### Document section
Segment Open

Maybe you should try the 64bit Vista while you're at it ;)

 #124404  by bovine
 Tue Jul 22, 2008 11:58 am
what is the difference between 32 and 64 bit vista? Well, other than doubled bits.

EDIT

note that I have no idea what the bit doubling might do.

 #124415  by Imakeholesinu
 Tue Jul 22, 2008 5:13 pm
bovine wrote:what is the difference between 32 and 64 bit vista? Well, other than doubled bits.

EDIT

note that I have no idea what the bit doubling might do.
It has to do with memory space allocations. Also...

http://www.tech-recipes.com/rx/1426/vis ... x64_vs_x86

 #124417  by Kupek
 Tue Jul 22, 2008 5:44 pm
Imakeholesinu wrote:It has to do with memory space allocations.
That's a result, but it really means that the processor operates on 64-bit values in a single instruction. 32-bit processors operate on 32-bit values in a single instruction.

The reason this makes a difference for memory allocation is that how much memory you can address is a function of how many states you can represent in a single value. So, 2^32 = 4,294,967,296, aka 4 GB and 2^64 = 1.84467441 × 10^19 which is about 2 million TB. So 64-bit processors don't actually have 64-bit memory address spaces, because 2 million TB is a ridiculous number for our current technolgoy. On the other side, 32-bit processors can address more than 4 GB through address and page table trickery.

 #124424  by bovine
 Tue Jul 22, 2008 7:54 pm
I don't understand anything you guys are saying. Pointy up symbol? Memory space?

 #124426  by Kupek
 Tue Jul 22, 2008 7:56 pm
Sorry. Long compiles and test runs at work.

 #124432  by Lox
 Tue Jul 22, 2008 8:51 pm
bovine wrote:I don't understand anything you guys are saying. Pointy up symbol? Memory space?

Segment Closed

### Directions for this task
Please answer from the forum thread: how can 32-bit processors address more than 4 GB? The material after this point is separate from the forum thread.

### Extracted records
Segment Open

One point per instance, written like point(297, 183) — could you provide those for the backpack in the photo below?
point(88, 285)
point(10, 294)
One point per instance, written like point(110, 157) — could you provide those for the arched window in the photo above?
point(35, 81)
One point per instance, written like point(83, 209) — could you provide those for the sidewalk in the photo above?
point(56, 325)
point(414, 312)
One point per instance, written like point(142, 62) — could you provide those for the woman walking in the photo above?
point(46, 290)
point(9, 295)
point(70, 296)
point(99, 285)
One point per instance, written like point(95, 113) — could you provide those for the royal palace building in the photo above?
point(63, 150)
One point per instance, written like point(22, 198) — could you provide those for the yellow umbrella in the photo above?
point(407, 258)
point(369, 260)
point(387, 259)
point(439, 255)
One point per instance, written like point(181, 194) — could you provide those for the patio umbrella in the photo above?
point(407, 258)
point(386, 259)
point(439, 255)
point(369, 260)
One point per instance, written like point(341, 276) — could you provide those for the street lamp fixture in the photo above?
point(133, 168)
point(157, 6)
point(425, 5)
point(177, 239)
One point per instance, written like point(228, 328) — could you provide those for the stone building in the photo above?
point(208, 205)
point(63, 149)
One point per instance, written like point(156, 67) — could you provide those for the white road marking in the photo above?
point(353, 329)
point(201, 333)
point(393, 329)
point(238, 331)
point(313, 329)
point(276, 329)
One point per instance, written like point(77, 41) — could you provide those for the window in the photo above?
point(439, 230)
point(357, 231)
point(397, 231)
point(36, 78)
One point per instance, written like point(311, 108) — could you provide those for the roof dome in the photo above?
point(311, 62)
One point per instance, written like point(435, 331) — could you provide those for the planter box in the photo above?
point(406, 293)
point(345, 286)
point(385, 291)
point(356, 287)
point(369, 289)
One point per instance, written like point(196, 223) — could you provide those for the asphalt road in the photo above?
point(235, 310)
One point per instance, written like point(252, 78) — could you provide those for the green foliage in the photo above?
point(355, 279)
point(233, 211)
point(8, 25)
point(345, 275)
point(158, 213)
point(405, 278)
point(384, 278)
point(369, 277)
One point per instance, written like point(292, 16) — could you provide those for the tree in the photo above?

Segment Closed

### Answer section
Through address and page table trickery.